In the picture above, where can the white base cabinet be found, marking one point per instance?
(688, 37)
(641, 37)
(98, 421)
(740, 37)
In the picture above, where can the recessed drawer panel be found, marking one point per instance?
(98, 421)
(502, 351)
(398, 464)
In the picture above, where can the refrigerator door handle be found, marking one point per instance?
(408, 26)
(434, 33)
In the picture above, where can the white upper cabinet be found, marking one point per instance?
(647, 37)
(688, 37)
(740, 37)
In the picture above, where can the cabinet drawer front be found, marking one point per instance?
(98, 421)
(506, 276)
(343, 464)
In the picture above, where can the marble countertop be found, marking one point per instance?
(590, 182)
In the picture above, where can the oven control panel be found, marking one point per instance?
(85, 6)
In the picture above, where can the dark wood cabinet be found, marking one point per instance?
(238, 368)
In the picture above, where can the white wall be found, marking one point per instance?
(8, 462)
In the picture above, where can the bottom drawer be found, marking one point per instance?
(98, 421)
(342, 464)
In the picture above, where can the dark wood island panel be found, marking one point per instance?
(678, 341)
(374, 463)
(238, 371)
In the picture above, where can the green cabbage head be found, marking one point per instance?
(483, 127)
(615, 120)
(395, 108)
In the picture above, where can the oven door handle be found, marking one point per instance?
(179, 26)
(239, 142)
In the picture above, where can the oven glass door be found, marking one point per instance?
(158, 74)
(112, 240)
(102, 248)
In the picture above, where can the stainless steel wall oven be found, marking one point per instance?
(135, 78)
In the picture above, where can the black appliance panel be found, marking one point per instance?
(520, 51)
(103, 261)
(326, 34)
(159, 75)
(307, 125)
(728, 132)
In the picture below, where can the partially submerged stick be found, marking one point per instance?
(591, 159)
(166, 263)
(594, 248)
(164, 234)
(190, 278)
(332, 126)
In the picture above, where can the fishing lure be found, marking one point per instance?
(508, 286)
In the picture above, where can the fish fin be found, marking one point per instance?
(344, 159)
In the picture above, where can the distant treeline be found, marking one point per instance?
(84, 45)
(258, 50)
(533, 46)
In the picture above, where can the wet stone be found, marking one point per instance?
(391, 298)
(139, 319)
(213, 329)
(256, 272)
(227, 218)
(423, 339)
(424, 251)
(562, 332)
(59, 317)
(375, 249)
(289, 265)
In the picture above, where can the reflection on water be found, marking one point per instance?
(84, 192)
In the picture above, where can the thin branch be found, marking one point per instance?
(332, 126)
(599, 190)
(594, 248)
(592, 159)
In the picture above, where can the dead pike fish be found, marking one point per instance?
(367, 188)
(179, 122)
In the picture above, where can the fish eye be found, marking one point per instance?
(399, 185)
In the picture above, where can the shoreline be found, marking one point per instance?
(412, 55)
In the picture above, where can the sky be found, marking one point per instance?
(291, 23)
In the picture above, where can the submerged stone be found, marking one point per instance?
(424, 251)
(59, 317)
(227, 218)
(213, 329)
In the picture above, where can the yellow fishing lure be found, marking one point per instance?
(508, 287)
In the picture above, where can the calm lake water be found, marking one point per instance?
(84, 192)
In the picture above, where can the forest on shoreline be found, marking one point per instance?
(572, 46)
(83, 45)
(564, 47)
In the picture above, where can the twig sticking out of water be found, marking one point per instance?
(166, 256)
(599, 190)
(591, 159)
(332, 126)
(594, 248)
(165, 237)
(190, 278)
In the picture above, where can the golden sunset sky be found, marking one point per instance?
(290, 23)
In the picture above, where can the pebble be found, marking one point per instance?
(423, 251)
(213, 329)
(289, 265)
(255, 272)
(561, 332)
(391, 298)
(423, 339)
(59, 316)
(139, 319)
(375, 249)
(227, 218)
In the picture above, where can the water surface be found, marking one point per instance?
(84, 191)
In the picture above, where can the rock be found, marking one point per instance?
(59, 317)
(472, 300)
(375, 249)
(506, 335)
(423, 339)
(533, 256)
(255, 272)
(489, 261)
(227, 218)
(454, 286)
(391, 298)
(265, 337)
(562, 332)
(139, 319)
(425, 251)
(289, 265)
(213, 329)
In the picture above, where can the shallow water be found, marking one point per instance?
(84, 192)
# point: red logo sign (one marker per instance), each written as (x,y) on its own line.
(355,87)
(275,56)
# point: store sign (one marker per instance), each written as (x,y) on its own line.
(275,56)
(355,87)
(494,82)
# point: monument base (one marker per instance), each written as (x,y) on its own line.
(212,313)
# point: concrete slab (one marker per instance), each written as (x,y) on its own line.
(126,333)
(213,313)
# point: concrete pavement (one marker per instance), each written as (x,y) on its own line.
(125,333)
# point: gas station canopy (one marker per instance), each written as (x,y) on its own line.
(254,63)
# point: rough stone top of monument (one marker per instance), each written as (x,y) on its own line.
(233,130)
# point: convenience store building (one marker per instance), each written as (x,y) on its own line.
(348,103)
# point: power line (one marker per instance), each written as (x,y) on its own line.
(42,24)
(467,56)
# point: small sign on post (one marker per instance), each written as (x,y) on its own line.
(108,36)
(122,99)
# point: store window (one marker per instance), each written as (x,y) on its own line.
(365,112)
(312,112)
◆ ◆ ◆ ◆
(REQUIREMENT): Produce the records once again, exactly as they stand above.

(ANSWER BELOW):
In the picture above, where can the white base cabinet be found, marking one point per instance?
(688, 37)
(641, 37)
(98, 421)
(740, 37)
In the picture above, where can the recessed drawer panel be found, marking one point per instance?
(98, 421)
(502, 351)
(398, 464)
In the picture above, where can the refrigerator door handle be found, marking one point per instance?
(408, 26)
(434, 33)
In the picture above, where can the white upper cabinet be found, marking one point per instance?
(647, 37)
(688, 37)
(740, 37)
In the picture above, where can the cabinet drawer front be found, marking one point per instance?
(98, 421)
(506, 276)
(343, 464)
In the picture above, where can the marble countertop be found, marking one point per instance?
(590, 182)
In the picture above, where can the oven control panel be found, marking one point per instance?
(85, 6)
In the picture above, where can the dark wood cabinet be found, marking one point per instance?
(238, 368)
In the picture above, where can the white wall be found, marking one point per instance?
(8, 462)
In the picture above, where can the bottom drawer be found, marking one point per instance?
(98, 421)
(342, 464)
In the picture above, where can the dark wood island panel be found, marking one point per instance?
(678, 341)
(374, 463)
(238, 371)
In the picture above, where can the green cabbage head be found, marking one point per instance?
(483, 127)
(615, 120)
(395, 108)
In the picture above, where can the oven door handle be found, marking one point per instance?
(179, 26)
(239, 142)
In the picture above, where can the oven glass door be found, marking one point per instance?
(158, 74)
(112, 240)
(102, 248)
In the picture above, where can the stainless steel wall oven be found, marking one point per instance?
(135, 78)
In the picture above, where can the black appliance panel be found, marking one point per instance?
(520, 51)
(103, 261)
(326, 34)
(159, 75)
(307, 125)
(728, 132)
In the picture below, where can the partially submerged stick be found, marking one point per instance?
(591, 159)
(166, 263)
(594, 248)
(164, 234)
(190, 278)
(332, 126)
In the picture above, where can the fishing lure be found, marking one point per instance?
(508, 286)
In the picture above, where can the fish fin be found, marking one point per instance?
(344, 159)
In the picture above, where can the distant treeline be found, marking one point per instance?
(84, 45)
(258, 50)
(533, 46)
In the picture above, where can the wet stone be found, marking one point per instance?
(391, 298)
(139, 319)
(213, 329)
(256, 272)
(227, 218)
(423, 339)
(424, 251)
(562, 332)
(59, 317)
(375, 249)
(289, 265)
In the picture above, where can the reflection on water be found, marking one point per instance?
(84, 192)
In the picture above, where can the thin branch be found, marking one point per instance?
(332, 126)
(599, 190)
(594, 248)
(592, 159)
In the picture above, where can the dead pike fish be found, marking one point per instance?
(367, 188)
(179, 122)
In the picture above, where can the fish eye be found, marking one point per instance?
(399, 185)
In the picture above, where can the shoreline be found, marking one point per instance?
(412, 55)
In the picture above, where can the sky be found, marking one point per instance?
(291, 23)
In the picture above, where can the submerged stone be found, marking one point per instance?
(424, 251)
(59, 317)
(227, 218)
(213, 329)
In the picture above, where can the yellow fishing lure be found, marking one point per instance?
(508, 287)
In the picture above, where can the calm lake water be found, marking one point per instance?
(84, 192)
In the picture above, where can the forest on shoreline be found, marking one point per instance?
(572, 46)
(83, 45)
(564, 47)
In the picture above, where can the twig sticking out of water be found, marking one point per instance?
(166, 256)
(599, 190)
(591, 159)
(332, 126)
(594, 248)
(165, 237)
(190, 278)
In the picture above, where can the golden sunset sky be found, marking one point per instance?
(290, 23)
In the picture above, where can the pebble be found, marking one point per instance?
(423, 251)
(213, 329)
(289, 265)
(255, 272)
(561, 332)
(391, 298)
(423, 339)
(59, 316)
(139, 319)
(375, 249)
(227, 218)
In the picture above, where can the water surface be found, marking one point per instance?
(84, 191)
In the picture above, where can the rock be found, marking one point per instance?
(59, 317)
(472, 300)
(375, 249)
(506, 335)
(423, 339)
(533, 256)
(255, 272)
(489, 261)
(227, 218)
(454, 286)
(391, 298)
(265, 337)
(562, 332)
(139, 319)
(425, 251)
(289, 265)
(213, 329)
In the picture above, where can the shallow water be found, marking one point per instance?
(84, 192)
# point: red logo sign (one marker per instance), each written as (x,y) on its own line.
(355,87)
(275,56)
# point: store sign (one marker per instance), each written as (x,y) on its own line.
(275,56)
(355,87)
(494,82)
# point: monument base (one marker per instance), each written as (x,y) on its own line.
(212,313)
# point: concrete slab (one marker per instance), each written as (x,y) on its own line.
(126,333)
(213,313)
# point: concrete pavement (one marker per instance), each written as (x,y) on its own line.
(125,333)
# point: gas station canopy (one marker per instance), each written as (x,y) on its own line.
(254,63)
# point: rough stone top of monument (one marker per instance), each written as (x,y) on its own line.
(233,130)
# point: convenience store building (one marker per instance), each written as (x,y) on its own line.
(348,103)
# point: power line (one marker per instance), each written as (x,y) on its own line.
(42,24)
(467,56)
# point: small sign on post (one marker per instance), each written as (x,y) on its own line.
(108,36)
(122,99)
# point: store window (one marker per instance), each written as (x,y) on its own line.
(365,112)
(312,112)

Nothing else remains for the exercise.